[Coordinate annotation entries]
--- start ---

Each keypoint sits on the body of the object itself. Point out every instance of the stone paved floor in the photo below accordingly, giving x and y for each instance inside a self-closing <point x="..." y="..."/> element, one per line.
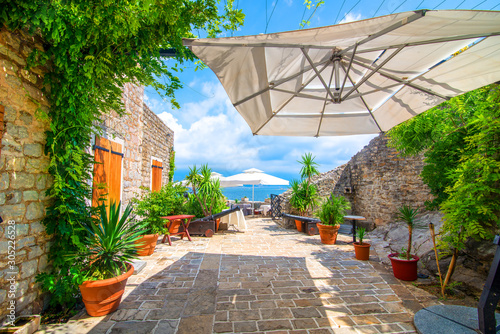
<point x="265" y="280"/>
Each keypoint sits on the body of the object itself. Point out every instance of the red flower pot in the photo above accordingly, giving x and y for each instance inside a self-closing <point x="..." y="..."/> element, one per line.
<point x="362" y="252"/>
<point x="102" y="297"/>
<point x="328" y="233"/>
<point x="405" y="270"/>
<point x="146" y="244"/>
<point x="299" y="225"/>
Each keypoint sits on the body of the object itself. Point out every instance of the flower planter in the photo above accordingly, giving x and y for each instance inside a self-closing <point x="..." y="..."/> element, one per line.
<point x="328" y="233"/>
<point x="362" y="251"/>
<point x="146" y="244"/>
<point x="25" y="324"/>
<point x="298" y="223"/>
<point x="405" y="270"/>
<point x="102" y="297"/>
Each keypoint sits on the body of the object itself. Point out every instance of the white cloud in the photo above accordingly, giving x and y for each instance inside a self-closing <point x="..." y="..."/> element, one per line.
<point x="351" y="17"/>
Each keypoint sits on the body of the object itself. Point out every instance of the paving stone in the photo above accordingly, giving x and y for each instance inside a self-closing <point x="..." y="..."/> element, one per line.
<point x="132" y="327"/>
<point x="272" y="325"/>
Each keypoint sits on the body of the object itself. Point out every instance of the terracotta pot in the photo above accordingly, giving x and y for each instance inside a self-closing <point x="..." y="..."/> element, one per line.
<point x="328" y="233"/>
<point x="146" y="244"/>
<point x="102" y="297"/>
<point x="405" y="270"/>
<point x="362" y="252"/>
<point x="299" y="225"/>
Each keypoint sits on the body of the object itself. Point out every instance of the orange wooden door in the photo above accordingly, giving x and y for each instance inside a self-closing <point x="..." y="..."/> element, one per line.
<point x="107" y="172"/>
<point x="156" y="171"/>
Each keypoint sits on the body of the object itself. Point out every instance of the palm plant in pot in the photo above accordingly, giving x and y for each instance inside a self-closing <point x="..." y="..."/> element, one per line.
<point x="150" y="206"/>
<point x="404" y="265"/>
<point x="331" y="214"/>
<point x="109" y="249"/>
<point x="361" y="249"/>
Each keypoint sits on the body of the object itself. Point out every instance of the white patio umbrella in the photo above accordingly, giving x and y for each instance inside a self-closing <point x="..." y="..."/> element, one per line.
<point x="254" y="177"/>
<point x="361" y="77"/>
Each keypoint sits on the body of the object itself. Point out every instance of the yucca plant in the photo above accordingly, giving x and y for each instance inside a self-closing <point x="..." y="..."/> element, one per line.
<point x="407" y="214"/>
<point x="110" y="242"/>
<point x="332" y="211"/>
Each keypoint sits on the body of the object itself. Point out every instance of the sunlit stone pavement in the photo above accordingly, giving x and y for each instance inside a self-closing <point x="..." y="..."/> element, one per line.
<point x="264" y="280"/>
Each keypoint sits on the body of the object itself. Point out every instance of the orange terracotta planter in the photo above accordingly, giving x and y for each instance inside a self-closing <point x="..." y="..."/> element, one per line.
<point x="146" y="244"/>
<point x="299" y="225"/>
<point x="362" y="252"/>
<point x="102" y="297"/>
<point x="328" y="234"/>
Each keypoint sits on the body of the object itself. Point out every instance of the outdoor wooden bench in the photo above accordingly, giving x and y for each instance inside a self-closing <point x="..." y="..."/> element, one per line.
<point x="308" y="223"/>
<point x="208" y="225"/>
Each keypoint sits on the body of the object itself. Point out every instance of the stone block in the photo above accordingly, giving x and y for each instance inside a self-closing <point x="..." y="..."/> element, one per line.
<point x="29" y="268"/>
<point x="13" y="197"/>
<point x="34" y="211"/>
<point x="22" y="181"/>
<point x="33" y="150"/>
<point x="15" y="212"/>
<point x="30" y="195"/>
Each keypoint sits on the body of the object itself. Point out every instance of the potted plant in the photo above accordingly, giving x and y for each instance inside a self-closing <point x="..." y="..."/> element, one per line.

--- end ---

■ Exercise task
Emit verbatim the lines running from the one with "the white patio" through the last line of the data, both endpoints inclusive.

■ Exercise output
Each keypoint sits on the body of the object itself. Point out every instance of the white patio umbrella in the photo above accordingly, giving x and y for each instance inside a self-closing <point x="..." y="..."/> element, one per line.
<point x="254" y="177"/>
<point x="361" y="77"/>
Each keypoint sits on the body of the object itself. Point out every instance of the yucca plant in the photo above accordingly, giving x and y for each instance inside a self-closing <point x="..." y="..."/> element, one per line.
<point x="407" y="214"/>
<point x="110" y="242"/>
<point x="332" y="211"/>
Each keypoint sits on the body of the object itself. Point out every instance of the sunlit stone pavement in the photo above accordingly, giving x and y for each instance inside a self-closing <point x="..." y="..."/> element, one per line.
<point x="264" y="280"/>
Each keypoint sits on the body of the object itself. Point out every instance of the orange terracotta planter in the photo above accordingly, giving x and y for each instance inside a self-closing <point x="..." y="..."/> element, one per line.
<point x="146" y="244"/>
<point x="299" y="225"/>
<point x="362" y="252"/>
<point x="102" y="297"/>
<point x="328" y="234"/>
Each keypoint sits on the body of the object itself. Point out every instance of the outdoor wooden bench in the photo above accordingly, giving x and y for each instance inside a self-closing <point x="..." y="..."/> element, one per line.
<point x="308" y="223"/>
<point x="208" y="225"/>
Each keypoint sits on the body of the object itself. Point out every instance of the stone block in the photo above accordingly, giving x and y for each instance inside a self-closing <point x="..." y="..."/> element, one per line.
<point x="29" y="268"/>
<point x="13" y="197"/>
<point x="34" y="211"/>
<point x="22" y="181"/>
<point x="33" y="150"/>
<point x="15" y="212"/>
<point x="30" y="195"/>
Each keypoint sits on the body of the object itself. Point out every instance of the potted plant in the photo above accordingly, giving x and y for each instance inside a self-closing <point x="..." y="..."/> element, one per line.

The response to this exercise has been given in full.